◆ Problem description
Once the line containing "I need to find the street" is found, please set it down along with each following line, exactly, to the end of the material.

..........

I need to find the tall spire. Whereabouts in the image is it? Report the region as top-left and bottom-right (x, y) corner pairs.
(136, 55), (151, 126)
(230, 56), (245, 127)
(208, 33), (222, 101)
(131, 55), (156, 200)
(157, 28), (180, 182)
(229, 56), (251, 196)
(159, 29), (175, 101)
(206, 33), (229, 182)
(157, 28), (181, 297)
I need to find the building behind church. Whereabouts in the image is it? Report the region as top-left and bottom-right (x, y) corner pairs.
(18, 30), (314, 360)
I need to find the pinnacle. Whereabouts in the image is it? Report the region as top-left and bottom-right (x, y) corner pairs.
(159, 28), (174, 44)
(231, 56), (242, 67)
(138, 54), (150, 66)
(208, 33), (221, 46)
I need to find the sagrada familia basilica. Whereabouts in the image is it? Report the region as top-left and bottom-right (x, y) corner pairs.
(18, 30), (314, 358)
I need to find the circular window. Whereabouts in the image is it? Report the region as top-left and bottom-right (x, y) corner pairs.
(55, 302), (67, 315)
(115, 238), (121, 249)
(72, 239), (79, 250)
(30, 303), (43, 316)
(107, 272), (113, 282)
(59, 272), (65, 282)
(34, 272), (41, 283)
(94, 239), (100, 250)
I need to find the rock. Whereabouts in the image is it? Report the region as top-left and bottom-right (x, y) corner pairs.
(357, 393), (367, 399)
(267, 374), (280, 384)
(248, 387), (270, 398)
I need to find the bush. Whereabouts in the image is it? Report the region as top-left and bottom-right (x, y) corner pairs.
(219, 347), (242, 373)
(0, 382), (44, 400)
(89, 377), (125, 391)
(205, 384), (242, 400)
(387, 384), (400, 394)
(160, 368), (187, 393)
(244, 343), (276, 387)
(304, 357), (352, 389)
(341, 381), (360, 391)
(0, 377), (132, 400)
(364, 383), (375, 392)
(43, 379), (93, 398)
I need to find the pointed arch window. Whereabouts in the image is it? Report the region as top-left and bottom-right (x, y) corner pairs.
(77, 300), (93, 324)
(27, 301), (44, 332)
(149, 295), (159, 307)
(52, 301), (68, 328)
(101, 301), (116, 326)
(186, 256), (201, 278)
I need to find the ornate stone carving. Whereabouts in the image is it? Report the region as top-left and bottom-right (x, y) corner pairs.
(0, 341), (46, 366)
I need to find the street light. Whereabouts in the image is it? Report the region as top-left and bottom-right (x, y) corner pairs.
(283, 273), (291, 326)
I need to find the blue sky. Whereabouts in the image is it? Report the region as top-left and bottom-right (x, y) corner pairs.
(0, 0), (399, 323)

..........

◆ Response below
I need to find the street light. Whereabouts in the image is it? Report the region as top-left and bottom-right (x, y) corner pairs.
(283, 273), (291, 326)
I need to find the blue sky. Whereabouts in the image is it? Report the region as top-left and bottom-right (x, y) corner pairs.
(0, 0), (399, 323)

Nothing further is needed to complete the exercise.